== WRITTEN PROBLEM ==
Print the portion of the water meth installation post from "After seeing mattb's" up to and including "and associated gages.".

== EXTRACT PROVIDED ==
********************

# "How to" Water Meth installation and Associated Guages



## tony_rigby_uk (Nov 27, 2008)

*"How to" Water Meth installation and Associated Guages*

After seeing mattb's water meth install on his backdraft car, i have come to the conclusion i should scrap my gage set up. (AWE) I am now going to go down the route of AEM boost controller, coupled with a water meth kit, and associated gages.
So basically my plan of attack is this:-

1)	Water Meth Kit
2)	Water Meth Guage
3)	Boost Controller and Boost Guage
4)	Fuel Pressure Guage
5)	Air to Fuel Ratio Guage

So:-








Much needed to run Meth, in my experience i wish i'd have got the bigger 5Gallon tank, but it's a great bit of kit.









Great Compliment to the meth kit, and allows alarms and real flow data to be set up on the car, Basically means more safety through the flow rang which directly links to the AEM boost controller and cuts boost if the flow is not hitting the set rate at any given RPM.









This is a lovely bit of kit, and includes a solenoid to regulate boost pressure in relation to the controller, it also interfaces with the meth kit and allows for boost to be pulled back if the meth install is empty / off / or has a problem. Can be rigged before N75 for additional safety of the N75 or to replace the N75 and run on a custom duty cycle.

********************

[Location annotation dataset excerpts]
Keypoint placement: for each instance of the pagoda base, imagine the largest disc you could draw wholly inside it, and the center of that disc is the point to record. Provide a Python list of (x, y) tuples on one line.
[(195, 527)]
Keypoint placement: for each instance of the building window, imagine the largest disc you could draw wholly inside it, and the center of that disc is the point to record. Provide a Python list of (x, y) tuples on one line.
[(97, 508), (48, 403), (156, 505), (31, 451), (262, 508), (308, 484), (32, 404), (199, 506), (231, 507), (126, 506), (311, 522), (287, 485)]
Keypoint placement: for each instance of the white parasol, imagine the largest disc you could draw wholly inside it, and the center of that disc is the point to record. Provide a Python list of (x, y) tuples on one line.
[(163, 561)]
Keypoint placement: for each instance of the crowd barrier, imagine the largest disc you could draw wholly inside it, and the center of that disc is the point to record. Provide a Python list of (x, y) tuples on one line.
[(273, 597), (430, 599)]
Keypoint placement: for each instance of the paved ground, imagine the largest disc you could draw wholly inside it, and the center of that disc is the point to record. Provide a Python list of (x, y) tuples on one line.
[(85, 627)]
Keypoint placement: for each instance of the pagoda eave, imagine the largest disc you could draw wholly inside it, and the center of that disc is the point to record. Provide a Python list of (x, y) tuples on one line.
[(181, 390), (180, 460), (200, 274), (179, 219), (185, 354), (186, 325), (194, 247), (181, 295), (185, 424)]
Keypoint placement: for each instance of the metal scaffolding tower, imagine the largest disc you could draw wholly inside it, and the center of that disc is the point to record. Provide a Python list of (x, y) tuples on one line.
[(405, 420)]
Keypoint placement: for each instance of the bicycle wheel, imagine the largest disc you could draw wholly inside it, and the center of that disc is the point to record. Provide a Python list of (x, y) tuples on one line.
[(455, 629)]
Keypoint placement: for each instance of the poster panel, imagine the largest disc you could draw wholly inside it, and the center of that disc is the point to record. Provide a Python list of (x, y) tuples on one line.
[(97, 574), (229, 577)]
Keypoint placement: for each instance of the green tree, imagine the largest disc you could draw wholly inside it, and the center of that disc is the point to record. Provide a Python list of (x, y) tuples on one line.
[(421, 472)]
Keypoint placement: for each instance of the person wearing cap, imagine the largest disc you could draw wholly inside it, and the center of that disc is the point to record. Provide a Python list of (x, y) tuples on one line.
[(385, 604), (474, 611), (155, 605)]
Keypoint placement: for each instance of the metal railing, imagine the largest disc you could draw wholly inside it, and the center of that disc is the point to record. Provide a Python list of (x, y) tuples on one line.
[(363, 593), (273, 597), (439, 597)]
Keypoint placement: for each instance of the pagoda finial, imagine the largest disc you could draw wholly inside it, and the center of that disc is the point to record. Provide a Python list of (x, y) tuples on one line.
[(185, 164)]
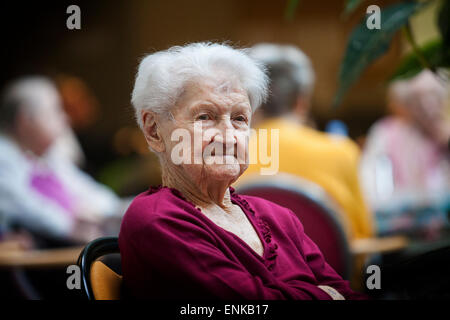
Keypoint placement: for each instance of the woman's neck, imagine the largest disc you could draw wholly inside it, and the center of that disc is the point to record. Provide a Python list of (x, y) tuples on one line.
[(201, 193)]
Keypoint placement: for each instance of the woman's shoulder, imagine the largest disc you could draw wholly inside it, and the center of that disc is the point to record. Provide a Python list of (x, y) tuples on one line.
[(266, 209), (157, 203)]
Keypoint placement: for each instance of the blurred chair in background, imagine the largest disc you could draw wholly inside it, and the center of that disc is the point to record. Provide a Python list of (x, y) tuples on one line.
[(42, 193), (405, 167), (318, 157)]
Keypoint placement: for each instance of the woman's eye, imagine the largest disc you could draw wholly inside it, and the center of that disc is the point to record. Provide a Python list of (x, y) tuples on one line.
[(203, 117)]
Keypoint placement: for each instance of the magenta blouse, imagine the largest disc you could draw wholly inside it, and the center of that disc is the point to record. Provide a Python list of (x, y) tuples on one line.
[(171, 250)]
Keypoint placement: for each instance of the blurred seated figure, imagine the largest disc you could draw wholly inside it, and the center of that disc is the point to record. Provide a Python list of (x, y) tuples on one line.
[(405, 167), (42, 193), (331, 161)]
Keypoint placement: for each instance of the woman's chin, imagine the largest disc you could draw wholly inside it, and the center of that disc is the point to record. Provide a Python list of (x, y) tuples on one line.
[(220, 172)]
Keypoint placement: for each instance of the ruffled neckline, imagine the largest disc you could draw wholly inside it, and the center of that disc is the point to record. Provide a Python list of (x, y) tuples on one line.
[(261, 225)]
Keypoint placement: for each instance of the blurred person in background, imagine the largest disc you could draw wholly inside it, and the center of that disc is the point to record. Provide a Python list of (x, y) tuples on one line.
[(406, 163), (327, 160), (40, 192)]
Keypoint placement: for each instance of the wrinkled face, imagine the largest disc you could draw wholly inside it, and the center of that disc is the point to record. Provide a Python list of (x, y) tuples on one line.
[(208, 137)]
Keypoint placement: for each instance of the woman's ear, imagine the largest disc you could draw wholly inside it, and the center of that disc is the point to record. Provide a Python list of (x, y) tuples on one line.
[(151, 131)]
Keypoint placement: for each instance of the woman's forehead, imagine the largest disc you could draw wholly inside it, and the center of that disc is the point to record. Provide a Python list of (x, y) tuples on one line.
[(225, 93)]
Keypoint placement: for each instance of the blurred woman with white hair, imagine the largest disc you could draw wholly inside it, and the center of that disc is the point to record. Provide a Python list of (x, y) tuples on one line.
[(45, 195), (406, 161), (193, 236)]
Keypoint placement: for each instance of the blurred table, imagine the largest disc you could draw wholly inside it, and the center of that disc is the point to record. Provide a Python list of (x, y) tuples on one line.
[(13, 256), (378, 245)]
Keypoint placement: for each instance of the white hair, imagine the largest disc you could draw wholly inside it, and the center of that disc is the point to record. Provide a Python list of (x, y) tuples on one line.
[(25, 94), (162, 76), (300, 65)]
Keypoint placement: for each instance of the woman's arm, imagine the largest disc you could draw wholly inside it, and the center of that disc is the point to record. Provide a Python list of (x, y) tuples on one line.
[(185, 252)]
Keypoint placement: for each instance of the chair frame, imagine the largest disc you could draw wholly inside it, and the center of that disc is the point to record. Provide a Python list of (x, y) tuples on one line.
[(94, 250), (313, 193)]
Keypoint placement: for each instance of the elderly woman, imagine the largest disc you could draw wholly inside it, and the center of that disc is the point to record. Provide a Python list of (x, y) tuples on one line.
[(194, 237)]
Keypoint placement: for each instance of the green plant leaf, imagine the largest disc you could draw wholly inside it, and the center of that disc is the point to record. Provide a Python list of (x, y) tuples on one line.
[(365, 45), (351, 6), (444, 27), (411, 65)]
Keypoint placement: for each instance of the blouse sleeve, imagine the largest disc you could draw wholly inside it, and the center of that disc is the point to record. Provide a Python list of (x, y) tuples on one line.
[(184, 250), (324, 273)]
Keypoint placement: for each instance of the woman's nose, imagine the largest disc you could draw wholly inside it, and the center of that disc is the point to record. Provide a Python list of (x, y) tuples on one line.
[(226, 133)]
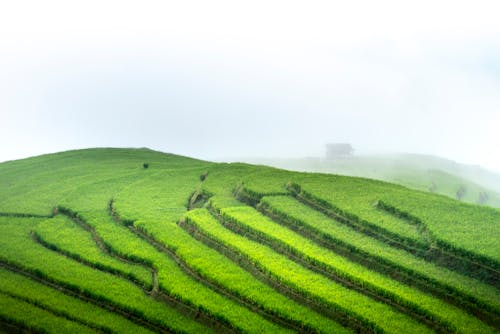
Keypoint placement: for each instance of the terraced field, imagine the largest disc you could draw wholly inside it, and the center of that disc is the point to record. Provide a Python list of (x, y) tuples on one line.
[(93, 241)]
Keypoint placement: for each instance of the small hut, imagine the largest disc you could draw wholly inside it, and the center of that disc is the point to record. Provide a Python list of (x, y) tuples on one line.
[(338, 150)]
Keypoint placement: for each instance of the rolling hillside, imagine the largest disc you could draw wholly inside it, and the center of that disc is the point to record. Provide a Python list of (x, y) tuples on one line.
[(466, 183), (138, 241)]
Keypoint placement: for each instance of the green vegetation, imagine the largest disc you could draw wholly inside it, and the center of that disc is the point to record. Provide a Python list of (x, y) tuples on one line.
[(133, 240), (470, 184)]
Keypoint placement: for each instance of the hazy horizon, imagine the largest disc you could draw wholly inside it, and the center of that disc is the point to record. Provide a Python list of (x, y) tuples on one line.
[(221, 80)]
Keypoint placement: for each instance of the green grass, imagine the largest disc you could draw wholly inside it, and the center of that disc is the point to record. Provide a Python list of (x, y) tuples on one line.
[(72, 263), (432, 308), (333, 231)]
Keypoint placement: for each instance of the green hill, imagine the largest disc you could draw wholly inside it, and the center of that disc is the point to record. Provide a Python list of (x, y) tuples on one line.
[(466, 183), (133, 240)]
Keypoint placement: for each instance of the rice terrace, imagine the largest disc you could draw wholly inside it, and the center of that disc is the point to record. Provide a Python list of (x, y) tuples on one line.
[(138, 241)]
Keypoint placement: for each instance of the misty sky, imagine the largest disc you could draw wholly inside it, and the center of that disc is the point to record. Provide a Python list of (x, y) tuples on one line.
[(215, 79)]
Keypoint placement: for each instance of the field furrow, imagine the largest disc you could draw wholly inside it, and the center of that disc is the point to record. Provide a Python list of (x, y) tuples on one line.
[(371, 314), (435, 312), (472, 295)]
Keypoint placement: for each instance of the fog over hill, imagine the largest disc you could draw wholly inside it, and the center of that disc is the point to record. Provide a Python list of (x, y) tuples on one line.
[(266, 78)]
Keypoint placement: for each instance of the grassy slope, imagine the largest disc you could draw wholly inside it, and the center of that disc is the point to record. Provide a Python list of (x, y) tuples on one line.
[(415, 171), (156, 198)]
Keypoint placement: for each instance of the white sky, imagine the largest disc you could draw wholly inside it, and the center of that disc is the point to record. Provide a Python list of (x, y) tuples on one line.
[(257, 78)]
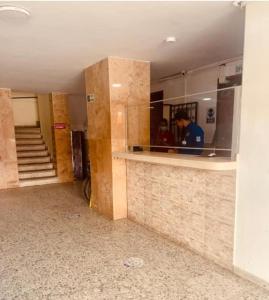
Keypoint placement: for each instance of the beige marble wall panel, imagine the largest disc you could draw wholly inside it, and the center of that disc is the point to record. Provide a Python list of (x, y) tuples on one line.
[(8, 155), (193, 207), (99, 130), (62, 137), (107, 127), (134, 78)]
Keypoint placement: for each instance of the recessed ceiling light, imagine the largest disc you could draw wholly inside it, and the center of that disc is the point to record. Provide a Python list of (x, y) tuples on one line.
[(10, 8), (116, 85), (170, 39)]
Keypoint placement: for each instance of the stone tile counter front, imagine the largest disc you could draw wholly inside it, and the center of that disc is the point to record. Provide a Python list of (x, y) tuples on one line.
[(191, 206)]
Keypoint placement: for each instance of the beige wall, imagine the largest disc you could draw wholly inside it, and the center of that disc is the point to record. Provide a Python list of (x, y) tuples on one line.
[(25, 110), (252, 212), (107, 127), (45, 111), (8, 156), (192, 207)]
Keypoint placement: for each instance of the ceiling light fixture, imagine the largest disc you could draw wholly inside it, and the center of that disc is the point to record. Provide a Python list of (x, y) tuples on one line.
[(15, 9), (116, 85), (170, 39)]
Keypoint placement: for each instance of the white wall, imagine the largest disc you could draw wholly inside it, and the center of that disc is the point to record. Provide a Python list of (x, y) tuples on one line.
[(198, 81), (25, 109), (252, 210)]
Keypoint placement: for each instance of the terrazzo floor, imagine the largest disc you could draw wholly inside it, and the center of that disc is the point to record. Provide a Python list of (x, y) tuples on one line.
[(53, 247)]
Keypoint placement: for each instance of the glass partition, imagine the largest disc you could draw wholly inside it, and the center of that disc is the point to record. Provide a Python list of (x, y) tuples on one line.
[(205, 123)]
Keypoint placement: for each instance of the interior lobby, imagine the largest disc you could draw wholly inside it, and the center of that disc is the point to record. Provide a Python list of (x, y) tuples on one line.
[(133, 150)]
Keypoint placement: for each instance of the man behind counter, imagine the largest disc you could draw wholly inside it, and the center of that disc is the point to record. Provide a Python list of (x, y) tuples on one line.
[(194, 134)]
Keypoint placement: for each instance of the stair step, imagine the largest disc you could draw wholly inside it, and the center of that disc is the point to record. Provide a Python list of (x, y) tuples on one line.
[(36, 153), (38, 181), (28, 136), (29, 141), (35, 167), (27, 130), (37, 174), (33, 160), (31, 147)]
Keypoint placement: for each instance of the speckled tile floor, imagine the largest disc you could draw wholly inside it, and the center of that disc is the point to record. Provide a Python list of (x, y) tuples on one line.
[(53, 247)]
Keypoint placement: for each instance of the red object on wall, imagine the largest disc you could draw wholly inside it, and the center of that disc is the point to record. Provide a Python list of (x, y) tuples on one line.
[(59, 125)]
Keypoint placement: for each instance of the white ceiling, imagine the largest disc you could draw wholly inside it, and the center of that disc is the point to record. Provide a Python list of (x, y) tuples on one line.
[(49, 51)]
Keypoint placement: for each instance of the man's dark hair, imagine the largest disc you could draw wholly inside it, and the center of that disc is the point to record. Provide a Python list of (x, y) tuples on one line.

********************

== OUTPUT OF THE EXERCISE ==
After seeing mattb's water meth install on his backdraft car, i have come to the conclusion i should scrap my gage set up. (AWE) I am now going to go down the route of AEM boost controller, coupled with a water meth kit, and associated gages.